**PASSAGE**
++++++++++++++++++++

In the case of Indonesia, the mismatch is not so much one of debt capacities but of political systems. China’s authoritarian system ensures that its state-owned rail companies face few obstacles securing land and construction permits in their home market.

But Indonesia is a vibrant democracy with strong land tenure laws. More than a year after an official groundbreaking ceremony for the $5.5bn Jakarta to Bandung line was held in January 2016, construction has yet to start in earnest because of a failure to buy up the land across which the tracks are set to run, officials say.

Jakarta is also recalculating the cost of the 142km project amid expectations of considerable overruns, officials have said. But a senior Indonesian government official, who asked not to be identified, says Joko Widodo, Indonesia’s president, is committed to the scheme.

“We told the Chinese that our fates are bound together on this,” the official adds. “If they can’t get it going, they’ll damage their reputation in many countries where they want to invest. If our president cannot show good progress on this by the election in 2019, it will be very bad too.”

The problems have been compounded by broader suspicions over Chinese investment, according to Xue Gong, an analyst at the S Rajaratnam School of International Studies in Singapore. She says Chinese state-owned companies, built on backroom deals with government officials, are not used to the levels of political unpredictability and scrutiny encountered in Indonesia. “To what extent are they open to the public in a country where public opinion may influence the fate of the investment?” she asks.

In Europe, the high-speed rail technology that Mr Li lionised during his 2015 train ride has hit administrative buffers. Far from bearing out the premier’s prediction that it would showcase China’s “advantageous production capacity, advanced technology and high cost-performance”, the inaugural Chinese high-speed rail project in Europe has stoked official suspicion.

++++++++++++++++++++

**EXERCISE MATERIALS**
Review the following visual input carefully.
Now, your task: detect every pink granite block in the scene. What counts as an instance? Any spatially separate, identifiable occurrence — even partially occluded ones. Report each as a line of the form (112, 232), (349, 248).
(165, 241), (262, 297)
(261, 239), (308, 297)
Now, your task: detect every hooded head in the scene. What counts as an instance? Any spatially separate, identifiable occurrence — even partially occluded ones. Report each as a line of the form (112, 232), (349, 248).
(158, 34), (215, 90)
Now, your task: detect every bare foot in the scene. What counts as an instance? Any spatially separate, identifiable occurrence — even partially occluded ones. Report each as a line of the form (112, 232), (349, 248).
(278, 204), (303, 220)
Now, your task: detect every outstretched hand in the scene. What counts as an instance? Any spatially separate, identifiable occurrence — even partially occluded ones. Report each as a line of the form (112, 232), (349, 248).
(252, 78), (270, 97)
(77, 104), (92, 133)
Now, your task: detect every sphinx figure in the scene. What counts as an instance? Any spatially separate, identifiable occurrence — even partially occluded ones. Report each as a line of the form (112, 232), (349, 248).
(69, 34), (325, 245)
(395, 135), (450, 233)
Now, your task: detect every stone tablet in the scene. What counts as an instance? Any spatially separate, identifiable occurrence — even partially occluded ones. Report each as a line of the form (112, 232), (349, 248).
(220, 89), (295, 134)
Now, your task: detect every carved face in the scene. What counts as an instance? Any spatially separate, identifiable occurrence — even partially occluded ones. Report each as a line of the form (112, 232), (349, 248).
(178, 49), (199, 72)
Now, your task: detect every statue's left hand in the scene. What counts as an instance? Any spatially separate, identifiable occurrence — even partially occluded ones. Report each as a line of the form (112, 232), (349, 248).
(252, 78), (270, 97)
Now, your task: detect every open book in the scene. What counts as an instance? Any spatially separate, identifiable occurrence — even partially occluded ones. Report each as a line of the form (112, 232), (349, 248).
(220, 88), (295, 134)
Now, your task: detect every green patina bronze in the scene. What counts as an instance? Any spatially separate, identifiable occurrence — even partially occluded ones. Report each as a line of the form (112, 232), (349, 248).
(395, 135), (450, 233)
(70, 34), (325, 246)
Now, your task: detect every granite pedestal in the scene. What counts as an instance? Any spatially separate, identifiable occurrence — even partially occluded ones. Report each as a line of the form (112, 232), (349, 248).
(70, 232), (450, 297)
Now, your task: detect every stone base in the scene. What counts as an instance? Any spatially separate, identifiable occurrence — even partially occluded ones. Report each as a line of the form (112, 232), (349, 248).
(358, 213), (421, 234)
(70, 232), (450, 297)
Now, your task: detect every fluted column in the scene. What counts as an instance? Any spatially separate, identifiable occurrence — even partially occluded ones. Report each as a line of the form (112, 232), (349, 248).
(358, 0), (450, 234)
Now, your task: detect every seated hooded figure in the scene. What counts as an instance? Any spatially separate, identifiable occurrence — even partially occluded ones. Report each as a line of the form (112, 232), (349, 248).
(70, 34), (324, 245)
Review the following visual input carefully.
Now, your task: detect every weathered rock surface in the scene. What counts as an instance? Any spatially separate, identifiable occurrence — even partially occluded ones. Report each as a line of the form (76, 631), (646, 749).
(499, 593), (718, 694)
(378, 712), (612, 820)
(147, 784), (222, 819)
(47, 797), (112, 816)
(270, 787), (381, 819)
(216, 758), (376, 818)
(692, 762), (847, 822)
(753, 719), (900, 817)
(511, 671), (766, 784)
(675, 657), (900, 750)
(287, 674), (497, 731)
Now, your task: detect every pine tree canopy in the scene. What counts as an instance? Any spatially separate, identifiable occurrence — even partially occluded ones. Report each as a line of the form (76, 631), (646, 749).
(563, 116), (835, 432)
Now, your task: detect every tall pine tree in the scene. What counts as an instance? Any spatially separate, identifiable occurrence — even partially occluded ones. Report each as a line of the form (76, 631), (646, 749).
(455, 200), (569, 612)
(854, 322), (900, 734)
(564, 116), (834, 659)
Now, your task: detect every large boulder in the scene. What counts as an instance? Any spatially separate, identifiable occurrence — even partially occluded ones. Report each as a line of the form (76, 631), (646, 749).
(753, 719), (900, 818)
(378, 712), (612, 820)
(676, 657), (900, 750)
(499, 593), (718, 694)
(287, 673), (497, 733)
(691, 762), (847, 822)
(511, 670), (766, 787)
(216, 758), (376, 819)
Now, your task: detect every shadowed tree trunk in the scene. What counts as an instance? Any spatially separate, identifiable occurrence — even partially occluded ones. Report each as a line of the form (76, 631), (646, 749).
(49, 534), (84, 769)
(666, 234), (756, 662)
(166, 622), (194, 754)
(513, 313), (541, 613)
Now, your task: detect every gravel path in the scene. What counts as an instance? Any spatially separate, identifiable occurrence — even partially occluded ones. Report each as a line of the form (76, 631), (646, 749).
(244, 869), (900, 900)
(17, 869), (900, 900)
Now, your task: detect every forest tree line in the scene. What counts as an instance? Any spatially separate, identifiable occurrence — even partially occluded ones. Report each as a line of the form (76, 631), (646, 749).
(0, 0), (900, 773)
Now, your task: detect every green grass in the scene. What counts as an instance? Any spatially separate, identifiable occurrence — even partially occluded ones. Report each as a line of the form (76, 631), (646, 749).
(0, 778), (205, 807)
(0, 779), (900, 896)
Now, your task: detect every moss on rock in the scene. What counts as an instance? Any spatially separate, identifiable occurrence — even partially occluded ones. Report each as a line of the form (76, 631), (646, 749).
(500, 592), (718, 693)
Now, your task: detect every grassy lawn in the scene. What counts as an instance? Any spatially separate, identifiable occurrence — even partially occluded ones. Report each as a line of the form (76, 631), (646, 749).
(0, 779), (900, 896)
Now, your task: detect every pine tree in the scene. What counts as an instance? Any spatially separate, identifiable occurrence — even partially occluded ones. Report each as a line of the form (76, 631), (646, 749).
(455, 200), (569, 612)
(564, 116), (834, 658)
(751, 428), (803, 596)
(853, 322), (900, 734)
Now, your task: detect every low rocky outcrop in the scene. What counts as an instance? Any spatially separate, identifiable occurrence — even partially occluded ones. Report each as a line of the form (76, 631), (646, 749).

++++++++++++++++++++

**LIST OF TASKS**
• a. In the passage on Chinese rail projects, what has kept construction of the Jakarta to Bandung line from starting in earnest?
• b. Retype the rows from the line containing "Now, your task: detect every moss" through the last line of the rows, both ends included.

**ANSWERS TO THE EXERCISE**
• a. A failure to buy up the land across which the tracks are set to run.

• b.
Now, your task: detect every moss on rock in the scene. What counts as an instance? Any spatially separate, identifiable occurrence — even partially occluded ones. Report each as a line of the form (76, 631), (646, 749).
(500, 592), (718, 693)
Now, your task: detect every grassy lawn in the scene. What counts as an instance? Any spatially separate, identifiable occurrence — even partially occluded ones. Report each as a line of the form (76, 631), (646, 749).
(0, 779), (900, 896)
Now, your task: detect every pine tree in the scene. What counts as an instance? Any spatially separate, identifiable occurrence — even partially occluded ones. Report each as a line of the form (76, 631), (646, 749).
(455, 200), (569, 612)
(564, 116), (834, 658)
(751, 428), (803, 596)
(853, 322), (900, 734)
Now, your task: detect every low rocky outcrop in the scene. What counts as an instance? Any spatially separate, identifiable occurrence — even partially occluded ones. Report each as a line of the form (76, 631), (646, 749).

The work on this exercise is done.